**WHAT THE TASK REQUIRES**. Reproduce the journal abstract below on campaigns against sex selection in Gujarat in full, word for word.

**EXCERPT PROVIDED**.
= Beginning of Section =

The narrative governance of life: Morality, melodrama, and the limits of biopower in western Indian efforts against sex selection

Abstract

Selective abortion of female fetuses is a widespread, illegal, and profoundly consequential form of family planning in contemporary India. In Gujarat state, public health campaigns against the practice rely on narratives exhibiting the hallmarks of melodrama: good-evil binaries, stock characters, emotional provocations, simplistic diagnoses, and inevitable triumphs. As biopolitical truths, such narratives resonate ethically and emotionally for people. By individualizing blame, obscuring structure, circumscribing discourse, and legitimizing authority, such narratives also exert many classic biopolitical effects. But they do not necessarily transform subjectivity or behavior, as biopower is often assumed to. Anti-sex selection messaging illustrates how moralistic, sentimentalized interventions against potentially harmful practices can provoke strong responses without changing actions. In highlighting resonance as a relevant biopolitical limit, the not-quite-paradoxes of Gujarati public health narratives-encapsulation without accuracy, regulation without discipline, authority without efficacy, participation without transformation-suggest one approach for analyzing the governance of life without falling into determinism.

Keywords: affect; biopower; morality; narrative; reproduction.

PubMed ID

39612345

Cite

Sandesara UN. The narrative governance of life: Morality, melodrama, and the limits of biopower in western Indian efforts against sex selection. Med Anthropol Q. 2024 Nov 29. doi: 10.1111/maq.12901. Epub ahead of print. PMID: 39612345.

= End of Section =

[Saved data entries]

= Beginning of Section =

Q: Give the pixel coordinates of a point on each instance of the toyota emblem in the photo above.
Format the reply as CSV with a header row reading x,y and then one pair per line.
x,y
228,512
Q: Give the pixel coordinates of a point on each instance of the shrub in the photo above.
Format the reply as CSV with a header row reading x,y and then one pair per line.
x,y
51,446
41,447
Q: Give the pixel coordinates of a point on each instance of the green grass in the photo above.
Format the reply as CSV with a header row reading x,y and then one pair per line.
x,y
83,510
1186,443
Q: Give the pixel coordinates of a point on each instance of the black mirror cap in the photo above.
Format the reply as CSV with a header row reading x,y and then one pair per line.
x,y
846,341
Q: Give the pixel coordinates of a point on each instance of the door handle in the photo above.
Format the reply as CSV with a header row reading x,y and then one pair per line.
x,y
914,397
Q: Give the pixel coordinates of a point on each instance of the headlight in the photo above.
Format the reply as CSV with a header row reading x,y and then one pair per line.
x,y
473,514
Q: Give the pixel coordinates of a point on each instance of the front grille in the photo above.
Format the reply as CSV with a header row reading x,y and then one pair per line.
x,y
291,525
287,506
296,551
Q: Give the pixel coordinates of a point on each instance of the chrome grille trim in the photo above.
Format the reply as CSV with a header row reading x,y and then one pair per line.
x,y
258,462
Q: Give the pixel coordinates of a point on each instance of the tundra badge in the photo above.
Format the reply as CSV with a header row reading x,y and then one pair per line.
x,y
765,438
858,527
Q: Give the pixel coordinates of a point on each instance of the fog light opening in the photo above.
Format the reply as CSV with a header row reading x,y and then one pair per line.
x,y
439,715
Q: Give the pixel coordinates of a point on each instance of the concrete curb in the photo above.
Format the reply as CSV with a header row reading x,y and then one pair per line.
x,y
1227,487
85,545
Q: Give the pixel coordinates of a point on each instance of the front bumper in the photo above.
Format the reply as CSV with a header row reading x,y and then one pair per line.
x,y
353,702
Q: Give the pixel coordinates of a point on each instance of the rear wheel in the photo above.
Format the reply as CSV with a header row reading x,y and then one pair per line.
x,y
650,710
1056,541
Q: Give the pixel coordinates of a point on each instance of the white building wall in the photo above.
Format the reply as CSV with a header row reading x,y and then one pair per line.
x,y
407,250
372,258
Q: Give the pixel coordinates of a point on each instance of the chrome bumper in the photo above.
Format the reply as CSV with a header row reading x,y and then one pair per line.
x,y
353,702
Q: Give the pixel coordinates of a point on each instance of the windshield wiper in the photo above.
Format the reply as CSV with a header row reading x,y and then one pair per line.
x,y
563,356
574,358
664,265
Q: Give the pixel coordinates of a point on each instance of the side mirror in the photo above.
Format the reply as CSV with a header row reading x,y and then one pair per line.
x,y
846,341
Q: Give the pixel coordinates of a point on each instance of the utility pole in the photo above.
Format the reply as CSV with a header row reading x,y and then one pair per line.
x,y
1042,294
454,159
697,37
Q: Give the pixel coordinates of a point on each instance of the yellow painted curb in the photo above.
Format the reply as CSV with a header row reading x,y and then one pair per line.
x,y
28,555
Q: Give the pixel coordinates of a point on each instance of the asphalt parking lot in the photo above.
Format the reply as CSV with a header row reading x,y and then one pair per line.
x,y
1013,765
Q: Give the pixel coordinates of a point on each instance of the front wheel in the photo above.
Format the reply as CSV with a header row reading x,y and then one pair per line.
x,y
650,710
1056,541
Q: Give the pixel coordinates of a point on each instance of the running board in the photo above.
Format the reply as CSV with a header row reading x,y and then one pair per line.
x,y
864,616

= End of Section =

**YOUR SOLUTION**.
The narrative governance of life: Morality, melodrama, and the limits of biopower in western Indian efforts against sex selection

Abstract

Selective abortion of female fetuses is a widespread, illegal, and profoundly consequential form of family planning in contemporary India. In Gujarat state, public health campaigns against the practice rely on narratives exhibiting the hallmarks of melodrama: good-evil binaries, stock characters, emotional provocations, simplistic diagnoses, and inevitable triumphs. As biopolitical truths, such narratives resonate ethically and emotionally for people. By individualizing blame, obscuring structure, circumscribing discourse, and legitimizing authority, such narratives also exert many classic biopolitical effects. But they do not necessarily transform subjectivity or behavior, as biopower is often assumed to. Anti-sex selection messaging illustrates how moralistic, sentimentalized interventions against potentially harmful practices can provoke strong responses without changing actions. In highlighting resonance as a relevant biopolitical limit, the not-quite-paradoxes of Gujarati public health narratives-encapsulation without accuracy, regulation without discipline, authority without efficacy, participation without transformation-suggest one approach for analyzing the governance of life without falling into determinism.

Keywords: affect; biopower; morality; narrative; reproduction.

PubMed ID

39612345

Cite

Sandesara UN. The narrative governance of life: Morality, melodrama, and the limits of biopower in western Indian efforts against sex selection. Med Anthropol Q. 2024 Nov 29. doi: 10.1111/maq.12901. Epub ahead of print. PMID: 39612345.